- **DIRECTIONS FOR THIS TASK**
Reproduce every entry exactly, without alteration.

------------------------------------------------------------------------

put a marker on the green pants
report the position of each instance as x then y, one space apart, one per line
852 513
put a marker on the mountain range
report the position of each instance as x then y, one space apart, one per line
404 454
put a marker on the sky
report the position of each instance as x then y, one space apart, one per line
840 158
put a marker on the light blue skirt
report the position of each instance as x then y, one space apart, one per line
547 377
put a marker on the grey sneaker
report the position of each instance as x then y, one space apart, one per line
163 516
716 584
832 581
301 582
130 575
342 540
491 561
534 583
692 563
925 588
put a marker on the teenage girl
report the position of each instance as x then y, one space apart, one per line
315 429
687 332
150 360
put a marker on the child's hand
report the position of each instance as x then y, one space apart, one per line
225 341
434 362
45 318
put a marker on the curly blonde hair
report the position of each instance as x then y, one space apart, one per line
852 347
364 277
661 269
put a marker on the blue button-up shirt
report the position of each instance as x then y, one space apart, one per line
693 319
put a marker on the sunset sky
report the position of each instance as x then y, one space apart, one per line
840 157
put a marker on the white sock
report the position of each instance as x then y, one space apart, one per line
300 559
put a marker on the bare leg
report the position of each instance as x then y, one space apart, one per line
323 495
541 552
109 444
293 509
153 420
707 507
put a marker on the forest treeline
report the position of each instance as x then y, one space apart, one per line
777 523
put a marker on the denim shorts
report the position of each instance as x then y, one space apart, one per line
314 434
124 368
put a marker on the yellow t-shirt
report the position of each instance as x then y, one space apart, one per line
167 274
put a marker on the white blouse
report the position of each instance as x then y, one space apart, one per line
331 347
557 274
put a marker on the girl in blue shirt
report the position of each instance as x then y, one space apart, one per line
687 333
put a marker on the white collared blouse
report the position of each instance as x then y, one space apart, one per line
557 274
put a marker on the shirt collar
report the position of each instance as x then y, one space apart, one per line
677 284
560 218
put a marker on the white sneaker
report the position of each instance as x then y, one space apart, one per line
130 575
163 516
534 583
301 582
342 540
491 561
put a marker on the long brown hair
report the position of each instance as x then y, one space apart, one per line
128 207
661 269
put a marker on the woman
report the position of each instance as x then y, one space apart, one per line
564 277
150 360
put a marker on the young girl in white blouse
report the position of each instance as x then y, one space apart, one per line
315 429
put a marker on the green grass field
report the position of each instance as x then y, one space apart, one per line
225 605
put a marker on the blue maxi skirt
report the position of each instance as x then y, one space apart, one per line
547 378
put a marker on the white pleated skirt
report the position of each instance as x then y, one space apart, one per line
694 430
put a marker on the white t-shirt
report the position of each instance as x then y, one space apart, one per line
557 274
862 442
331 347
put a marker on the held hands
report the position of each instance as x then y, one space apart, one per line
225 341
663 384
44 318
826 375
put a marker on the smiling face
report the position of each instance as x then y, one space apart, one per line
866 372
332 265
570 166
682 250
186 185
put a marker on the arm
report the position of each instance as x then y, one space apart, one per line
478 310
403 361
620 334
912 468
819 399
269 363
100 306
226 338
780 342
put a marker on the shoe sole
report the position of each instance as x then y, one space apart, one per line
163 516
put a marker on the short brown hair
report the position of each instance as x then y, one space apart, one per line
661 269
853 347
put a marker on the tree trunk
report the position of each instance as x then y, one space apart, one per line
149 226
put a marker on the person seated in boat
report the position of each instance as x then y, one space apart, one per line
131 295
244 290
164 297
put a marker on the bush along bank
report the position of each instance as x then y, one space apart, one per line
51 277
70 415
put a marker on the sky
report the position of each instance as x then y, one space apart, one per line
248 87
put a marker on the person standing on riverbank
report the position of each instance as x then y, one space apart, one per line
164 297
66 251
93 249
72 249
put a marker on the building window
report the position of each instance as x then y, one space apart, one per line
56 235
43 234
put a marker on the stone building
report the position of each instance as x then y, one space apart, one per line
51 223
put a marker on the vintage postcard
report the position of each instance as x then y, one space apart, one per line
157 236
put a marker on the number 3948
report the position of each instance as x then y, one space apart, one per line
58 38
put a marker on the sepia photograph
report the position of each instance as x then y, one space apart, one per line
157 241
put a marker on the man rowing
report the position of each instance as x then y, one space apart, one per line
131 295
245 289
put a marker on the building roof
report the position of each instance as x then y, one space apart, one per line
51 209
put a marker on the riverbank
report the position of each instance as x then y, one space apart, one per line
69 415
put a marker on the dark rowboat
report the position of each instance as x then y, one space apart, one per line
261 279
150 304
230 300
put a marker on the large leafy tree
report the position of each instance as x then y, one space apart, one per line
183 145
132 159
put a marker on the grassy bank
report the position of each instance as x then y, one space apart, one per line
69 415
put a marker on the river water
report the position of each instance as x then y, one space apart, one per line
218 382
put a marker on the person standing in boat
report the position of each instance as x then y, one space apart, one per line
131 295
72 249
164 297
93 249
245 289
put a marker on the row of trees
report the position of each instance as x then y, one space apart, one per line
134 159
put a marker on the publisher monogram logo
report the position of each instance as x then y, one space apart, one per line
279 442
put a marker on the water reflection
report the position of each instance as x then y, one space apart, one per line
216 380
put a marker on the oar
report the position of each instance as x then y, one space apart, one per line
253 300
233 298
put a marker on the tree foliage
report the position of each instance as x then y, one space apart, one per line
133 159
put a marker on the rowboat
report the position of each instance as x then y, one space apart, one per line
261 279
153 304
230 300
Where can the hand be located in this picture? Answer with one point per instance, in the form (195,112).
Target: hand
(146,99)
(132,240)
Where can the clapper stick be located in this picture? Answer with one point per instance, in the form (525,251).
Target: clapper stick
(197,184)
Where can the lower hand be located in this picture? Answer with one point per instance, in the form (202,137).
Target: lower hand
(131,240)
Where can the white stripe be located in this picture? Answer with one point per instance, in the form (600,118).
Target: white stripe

------------------------------------------------------------------------

- **FULL RESPONSE**
put a marker on the green pants
report the position of each instance as x then y, one space apart, one per line
852 513
put a marker on the mountain range
report the position of each instance as x then y, one space apart, one per line
404 454
put a marker on the sky
report the position of each instance as x then y, one space apart, one per line
840 158
put a marker on the light blue skirt
report the position of each instance as x then y, one space apart, one per line
547 377
put a marker on the grey sneaker
report the position of each instance as x then y, one space apart, one per line
163 516
716 584
832 581
301 582
130 575
342 540
491 561
534 583
692 563
925 588
put a marker on the teenage girl
report the position of each instance as x then y, one space apart, one per line
315 429
687 332
150 360
put a marker on the child's hand
report the position of each instance as x then y, one space apart, one per line
225 341
434 362
45 318
put a marker on the curly blonde hair
report the position of each instance as x then y, one space apart, one per line
852 347
364 277
661 269
put a marker on the blue button-up shirt
report the position of each instance as x then y, one space apart, one per line
693 319
put a marker on the sunset sky
report the position of each instance as x then y, one space apart, one per line
840 157
put a marker on the white sock
report the position of each instance as x then y, one space apart, one per line
300 559
put a marker on the bare leg
report the position of each instance as x then y, one space apart, one per line
323 495
541 552
109 444
293 509
153 420
707 507
put a marker on the forest treeline
report the position of each instance as x then y, one space apart, one per line
777 523
put a marker on the denim shorts
report the position of each instance as x then y, one space apart, one per line
314 434
124 368
put a marker on the yellow t-shirt
report the position of each instance as x then y, one space apart, one per line
167 274
put a marker on the white blouse
report the position of each instance as x then y, one space apart, one per line
331 347
557 274
put a marker on the girl in blue shirt
report the position of each instance as x then y, one space apart, one per line
687 333
put a marker on the white collared blouse
report the position of each instance as x then y, one space apart, one per line
557 274
put a marker on the shirt collar
report the position of each instance as x then y, one space apart, one per line
677 284
560 218
put a marker on the white sneaker
report the position of each instance as x then y, one space apart, one per line
130 575
163 516
534 583
301 582
342 540
491 561
put a marker on the long brown hair
report the position of each instance as x then y, one space apart, one per line
128 207
661 269
put a marker on the woman
report the position of each instance as x then y, one space apart, one per line
564 277
150 360
put a marker on the young girl in white blouse
report the position of each instance as x then y, one space apart, one per line
315 429
put a marker on the green grass field
report the position of each instance as x then y, one space apart, one per line
225 605
put a marker on the blue maxi skirt
report the position of each instance as x then y, one space apart, one per line
547 378
put a marker on the white pleated skirt
report the position of each instance as x then y, one space apart, one per line
694 430
put a marker on the white t-shirt
report the position of each instance as x then y, one space apart, one per line
557 274
862 442
331 347
put a marker on the held hands
report the position of each instance as x then y, one space apart, one per line
225 341
663 384
44 318
826 375
put a marker on the smiling face
report the position of each instance as x then y, one space apart, one per line
866 372
332 265
570 166
682 250
186 185
put a marker on the arm
report the position of each instance as x then y, one space apart, one per line
478 310
403 361
620 334
912 468
819 399
269 363
100 306
226 338
780 342
put a marker on the shoe sole
report the position of each instance as x then y, one space apart, one per line
163 516
put a marker on the short brown hair
report the position of each instance as x then y, one space apart, one per line
661 269
853 347
put a marker on the tree trunk
report the position of each instance as x then y, one space apart, one per line
149 226
put a marker on the person seated in boat
report the position of each instance as x then y, one space apart, one per line
131 295
244 290
164 297
put a marker on the bush along bank
report the position of each instance as x then y, one space apart, one per line
51 277
70 415
put a marker on the sky
report the position of each instance as x then y, one space apart, one per line
248 87
put a marker on the person standing on riverbank
report the position of each instance as x then y, one space apart, one per line
164 297
66 251
93 249
72 249
put a marker on the building window
report the position of each instance as x then y, one space apart, one per line
56 235
43 234
put a marker on the stone building
report the position of each instance as x then y, one space apart, one per line
51 223
put a marker on the vintage postcard
report the position of each instance as x then y, one space apart, one per line
157 236
put a marker on the number 3948
report the position of each instance as x then y, one space apart, one per line
58 38
put a marker on the sepia photograph
report the position of each instance as x then y, one space apart, one per line
157 241
put a marker on the man rowing
report the position of each instance as x then y, one space apart, one per line
131 295
245 289
put a marker on the building roof
report the position of each instance as x then y, one space apart, one per line
51 209
put a marker on the riverbank
report the position of each instance as x then y, one space apart, one per line
69 415
put a marker on the dark rowboat
report the position of each instance as x then y, one space apart, one per line
261 279
150 304
230 300
put a marker on the large leafy tree
report the position of each instance as x then y, one space apart, one per line
183 145
132 159
put a marker on the grassy bank
report the position of each instance as x then y, one space apart, one per line
69 415
put a marker on the river water
report the position of each instance as x then y, one space apart, one per line
218 382
put a marker on the person standing in boat
report the position of each instance as x then y, one space apart, one per line
131 295
72 249
164 297
93 249
245 289
put a marker on the row of trees
report the position of each instance as x then y, one space apart, one per line
134 159
put a marker on the publisher monogram logo
report the position of each instance as x then y, one space apart, one per line
279 442
put a marker on the water reflection
report the position of each instance as x then y, one space apart, one per line
216 380
put a marker on the oar
report the position of each instance as x then y, one space apart, one per line
253 300
233 298
put a marker on the tree foliage
report the position of each instance as x then y, one space apart, one per line
133 159
put a marker on the rowboat
report the position of each instance as x then y, one space apart, one per line
261 279
153 304
230 300
Where can the hand be located in this picture? Answer with one point per instance, in the form (195,112).
Target: hand
(146,99)
(132,240)
Where can the clapper stick be located in this picture? Answer with one point per instance, in the form (525,251).
Target: clapper stick
(197,184)
Where can the lower hand be located in this picture? Answer with one point per instance, in the form (202,137).
Target: lower hand
(131,240)
Where can the white stripe be located in this picture? Answer with one point per instance, in the form (600,118).
Target: white stripe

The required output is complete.